### WHAT IS ASKED
Substitute "one point per object" for "one marker per instance" throughout the items below, keeping everything else unchanged. Omit the pictures from your answer.

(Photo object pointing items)
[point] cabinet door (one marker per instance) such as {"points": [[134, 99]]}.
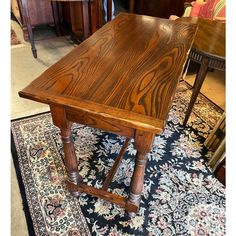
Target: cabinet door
{"points": [[160, 8]]}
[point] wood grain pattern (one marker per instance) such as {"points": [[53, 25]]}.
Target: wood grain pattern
{"points": [[131, 64], [122, 79]]}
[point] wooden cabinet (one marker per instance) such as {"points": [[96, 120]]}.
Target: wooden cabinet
{"points": [[159, 8], [39, 13]]}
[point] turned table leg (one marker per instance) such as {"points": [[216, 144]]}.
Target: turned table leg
{"points": [[196, 88], [143, 144], [71, 163]]}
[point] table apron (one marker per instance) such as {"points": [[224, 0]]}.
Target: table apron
{"points": [[99, 122]]}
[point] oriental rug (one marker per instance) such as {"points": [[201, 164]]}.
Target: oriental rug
{"points": [[181, 196]]}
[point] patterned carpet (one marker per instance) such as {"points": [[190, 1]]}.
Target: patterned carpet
{"points": [[180, 197]]}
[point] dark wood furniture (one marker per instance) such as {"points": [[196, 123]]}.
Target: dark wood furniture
{"points": [[39, 13], [28, 17], [30, 14], [208, 50], [159, 8], [122, 80], [77, 7]]}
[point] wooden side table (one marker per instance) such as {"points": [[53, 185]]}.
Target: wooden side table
{"points": [[208, 50], [122, 80]]}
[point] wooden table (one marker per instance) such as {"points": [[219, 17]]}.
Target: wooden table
{"points": [[122, 80], [208, 50]]}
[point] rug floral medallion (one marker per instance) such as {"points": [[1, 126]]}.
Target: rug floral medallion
{"points": [[181, 196]]}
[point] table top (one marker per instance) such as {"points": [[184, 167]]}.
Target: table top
{"points": [[210, 37], [127, 70]]}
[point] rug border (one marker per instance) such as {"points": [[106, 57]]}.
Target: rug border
{"points": [[26, 210]]}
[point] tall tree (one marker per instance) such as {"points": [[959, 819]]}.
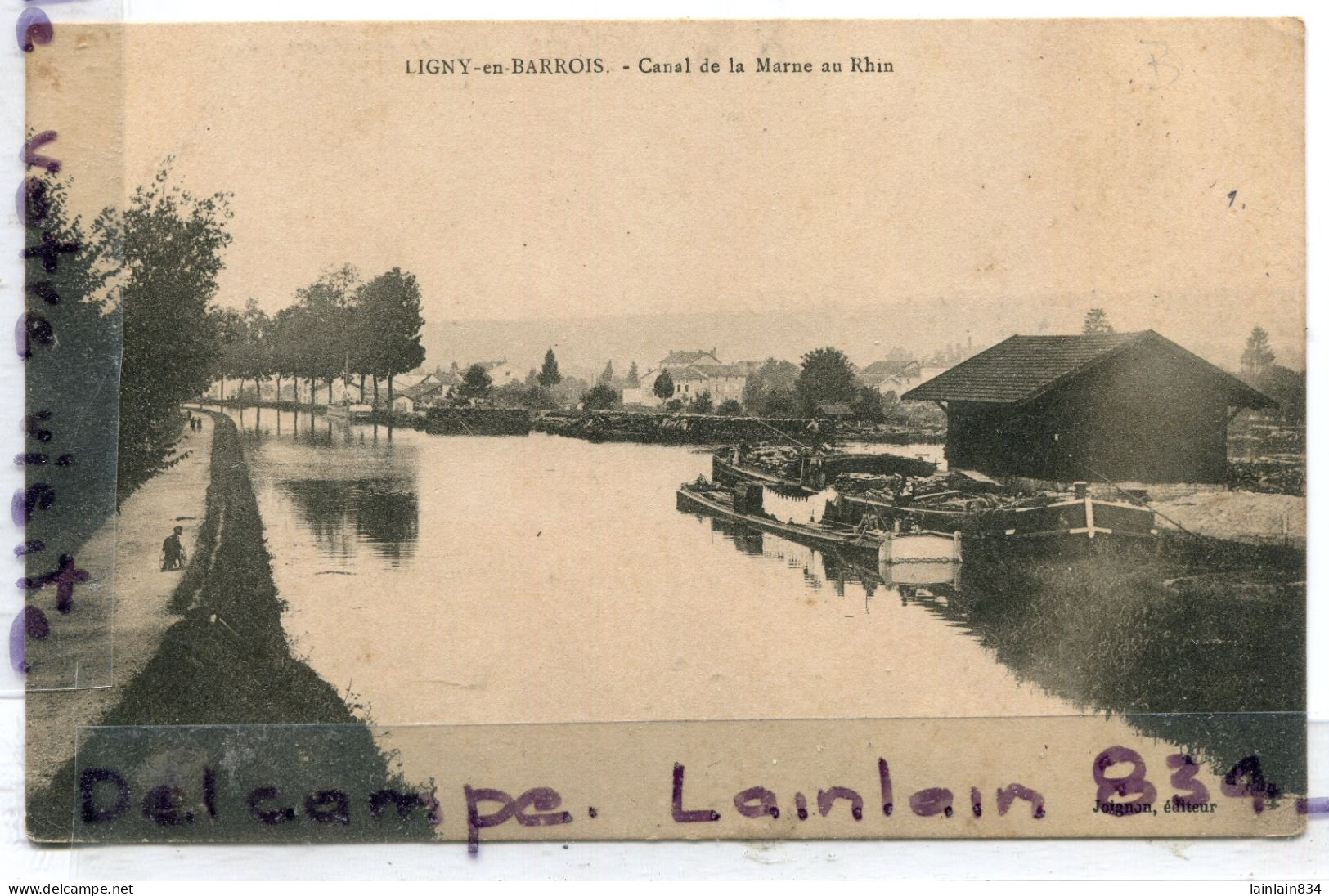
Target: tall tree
{"points": [[771, 388], [601, 398], [827, 375], [173, 246], [1095, 323], [1258, 354], [549, 375], [391, 306], [476, 383], [229, 326], [74, 374], [327, 339], [663, 388]]}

### SOLUTION TO THIS EXERCISE
[point] cabinet door (one point per object) such as {"points": [[134, 99]]}.
Target: cabinet door
{"points": [[160, 8]]}
[point] wood grain pattern (one point per object) such as {"points": [[53, 25]]}.
Target: wood grain pattern
{"points": [[131, 64], [122, 79]]}
[point] wooden cabinet (one point per object) such as {"points": [[96, 120]]}.
Target: wooden cabinet
{"points": [[159, 8], [39, 13]]}
[point] turned table leg (one point per object) such as {"points": [[216, 144]]}.
Target: turned table leg
{"points": [[196, 88], [143, 144], [71, 163]]}
[point] table apron (one point per object) such as {"points": [[224, 0]]}.
Target: table apron
{"points": [[99, 122]]}
[point] oriental rug (one point per object) such as {"points": [[201, 164]]}.
Target: oriental rug
{"points": [[181, 196]]}
[point] patterned carpet (one point per object) such as {"points": [[190, 1]]}.
Target: patterned carpet
{"points": [[180, 197]]}
[point] dark wood furniture (one point per object) such as {"points": [[196, 123]]}.
Target: dark wood furniture
{"points": [[39, 13], [28, 17], [30, 14], [208, 50], [159, 8], [122, 80], [77, 7]]}
[point] wooden side table (one point per object) such as {"points": [[53, 185]]}.
Target: wooden side table
{"points": [[208, 50], [122, 80]]}
[point] wooden table (one point per object) such as {"points": [[219, 17]]}.
Target: wooden table
{"points": [[122, 80], [208, 50]]}
[point] rug floral medallion (one point per object) such as {"points": [[1, 126]]}.
Target: rug floral medallion
{"points": [[181, 196]]}
[point] table top (one point per object) such as {"points": [[184, 167]]}.
Target: table top
{"points": [[210, 37], [127, 70]]}
[point] rug border (one point per object) such as {"points": [[106, 57]]}.
Target: rug border
{"points": [[26, 210]]}
[point] tall tree (one point per object) such as {"points": [[959, 819]]}.
Target: tall tree
{"points": [[771, 388], [601, 398], [827, 375], [173, 246], [1095, 323], [1258, 354], [549, 375], [391, 306], [476, 383], [229, 326], [74, 374], [327, 339], [663, 388]]}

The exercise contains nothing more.